▸ **Given task 1**:
Retype the part of the speech on Mexico–U.S. relations that opens with the words containing "When Americans ask" and closes with "that await us.".
▸ **Given task 2**:
Do these statements agree with the speech on Mexico–U.S. relations? Answer each with yes or no and quote the deciding words of the speech. (a) The Waldseemuller Map is in the Library of Congress. (b) Mexico is the second-largest trading partner of the United States. (c) Mexico's exports to the U.S. grew by more than 440% over the past two decades.

▸ **Provided text**:

*-*-*

Good evening. Before I begin my remarks I would first like to thank Mr. Bill Tucker for extending this very generous invitation for me to speak with you this evening. It is truly a pleasure to be with you all and have a chance to share a few things about Mexico and the current state of affairs between our two countries.

There may not be another bilateral relationship on the planet as complicated the relationship between Mexico and the United States, and there may not be two countries that are more important to one another. We share a border that is two-thousand miles long; we trade more than a billion dollars’ worth of goods and services per day; we share a complex history that still continues to shape our current reality; and above all, we share a people. Despite all that, we still don’t know each other as well as we should.

Not far from here, in the Library of Congress, there is a famous map called the Waldseemuller Map. The map is over 500 years old and is the first one of its kind to show the Americas as a separate land mass. If you look at it closely, you can see that the land that would make up modern Mexico is labeled as Terra Incognita. Of course we have better maps now, but even five centuries later I think Mexico is still Terra Incognita for many Americans.

When Americans ask themselves what Mexico means to them, their references are still too limited. They often fail to see the true diversity and depth of Mexico. We are neighbors, of course, but too often we are those neighbors that peer over the fence at each other rather than inviting each other over for dinner. That is one reason I am so grateful to have this opportunity to be with you here this evening. Events like this one give us a chance to engage with each other on a more intimate level where we can get a clear-eyed look at where we really are in our relationship and gain a better understanding of the challenges we face and the opportunities that await us.

The biggest opportunity before us is to consolidate North America as the world’s most competitive economic region. Because of the complementary nature of our two economies, the more we integrate, the more we see benefits on both side of the border. Mexico today is the third-largest trading partner of the United States. Our exports to the U.S. have increased more than 440% in the past two decades, and we import nearly as many products from the United States as all the countries of the European Union combined.

*-*-*

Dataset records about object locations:
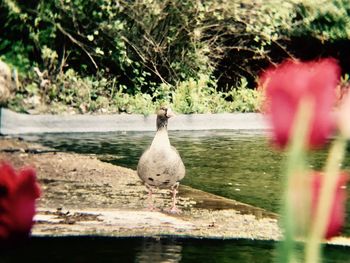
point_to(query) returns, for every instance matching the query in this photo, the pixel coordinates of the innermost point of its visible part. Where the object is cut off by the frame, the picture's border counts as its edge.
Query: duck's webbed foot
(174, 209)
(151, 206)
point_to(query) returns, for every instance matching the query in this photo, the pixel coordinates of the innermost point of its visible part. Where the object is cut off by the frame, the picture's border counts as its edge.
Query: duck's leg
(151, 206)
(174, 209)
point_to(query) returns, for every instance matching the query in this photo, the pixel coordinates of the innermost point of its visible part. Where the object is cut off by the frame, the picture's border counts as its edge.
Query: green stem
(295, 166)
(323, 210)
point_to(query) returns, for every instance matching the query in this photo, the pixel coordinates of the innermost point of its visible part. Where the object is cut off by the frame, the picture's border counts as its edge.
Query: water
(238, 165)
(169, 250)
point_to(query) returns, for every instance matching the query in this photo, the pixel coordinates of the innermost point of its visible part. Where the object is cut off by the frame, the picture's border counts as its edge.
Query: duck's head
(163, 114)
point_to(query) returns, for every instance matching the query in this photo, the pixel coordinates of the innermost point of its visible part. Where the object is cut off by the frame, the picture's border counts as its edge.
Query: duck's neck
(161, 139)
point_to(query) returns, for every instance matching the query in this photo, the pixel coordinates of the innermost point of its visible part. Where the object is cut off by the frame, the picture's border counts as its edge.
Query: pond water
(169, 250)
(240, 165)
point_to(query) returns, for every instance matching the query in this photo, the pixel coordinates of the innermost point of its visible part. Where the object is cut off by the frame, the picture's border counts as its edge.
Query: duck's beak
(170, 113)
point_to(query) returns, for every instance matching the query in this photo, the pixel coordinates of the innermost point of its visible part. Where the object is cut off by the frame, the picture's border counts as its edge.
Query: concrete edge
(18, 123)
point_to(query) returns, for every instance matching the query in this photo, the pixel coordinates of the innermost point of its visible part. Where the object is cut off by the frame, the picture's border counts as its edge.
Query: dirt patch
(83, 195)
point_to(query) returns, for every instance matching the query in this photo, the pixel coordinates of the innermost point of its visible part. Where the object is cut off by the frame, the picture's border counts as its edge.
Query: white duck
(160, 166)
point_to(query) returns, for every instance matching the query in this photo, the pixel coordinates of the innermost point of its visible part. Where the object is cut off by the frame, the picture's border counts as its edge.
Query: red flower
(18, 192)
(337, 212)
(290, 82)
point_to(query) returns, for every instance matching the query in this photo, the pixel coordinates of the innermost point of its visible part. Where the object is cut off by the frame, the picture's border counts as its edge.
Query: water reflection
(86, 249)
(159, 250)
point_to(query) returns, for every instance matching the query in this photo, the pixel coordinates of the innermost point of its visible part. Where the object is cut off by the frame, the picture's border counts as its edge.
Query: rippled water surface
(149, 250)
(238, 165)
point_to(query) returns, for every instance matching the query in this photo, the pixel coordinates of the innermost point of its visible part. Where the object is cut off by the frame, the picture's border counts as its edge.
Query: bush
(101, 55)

*-*-*

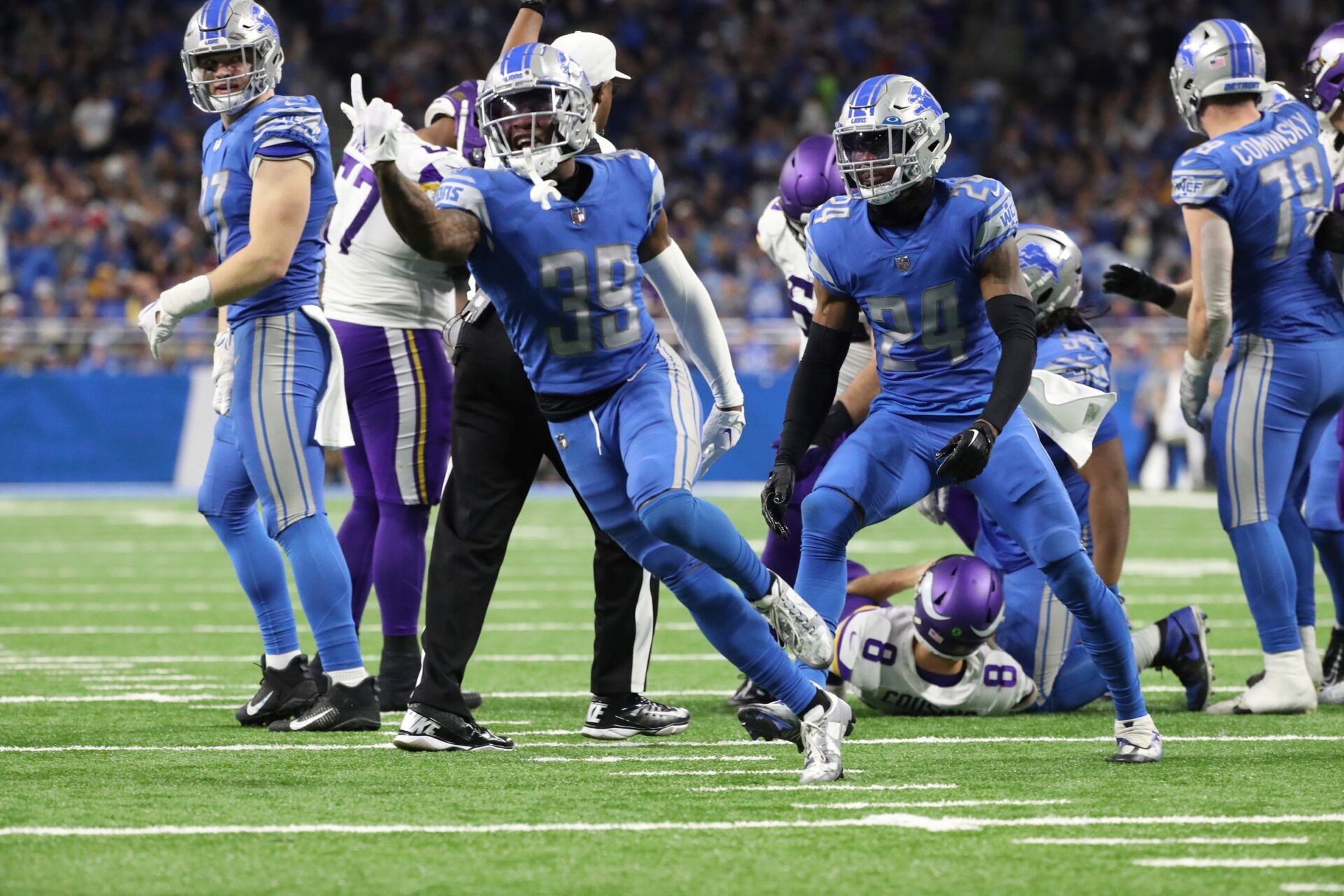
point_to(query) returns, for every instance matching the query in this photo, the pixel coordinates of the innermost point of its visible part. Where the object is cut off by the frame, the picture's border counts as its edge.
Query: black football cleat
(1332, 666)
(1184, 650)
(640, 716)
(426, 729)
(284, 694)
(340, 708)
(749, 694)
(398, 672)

*-*-*

▸ **Full response 1**:
When Americans ask themselves what Mexico means to them, their references are still too limited. They often fail to see the true diversity and depth of Mexico. We are neighbors, of course, but too often we are those neighbors that peer over the fence at each other rather than inviting each other over for dinner. That is one reason I am so grateful to have this opportunity to be with you here this evening. Events like this one give us a chance to engage with each other on a more intimate level where we can get a clear-eyed look at where we really are in our relationship and gain a better understanding of the challenges we face and the opportunities that await us.

▸ **Full response 2**:
(a) Yes: "in the Library of Congress, there is a famous map called the Waldseemuller Map."
(b) No: "Mexico today is the third-largest trading partner of the United States."
(c) Yes: "Our exports to the U.S. have increased more than 440% in the past two decades"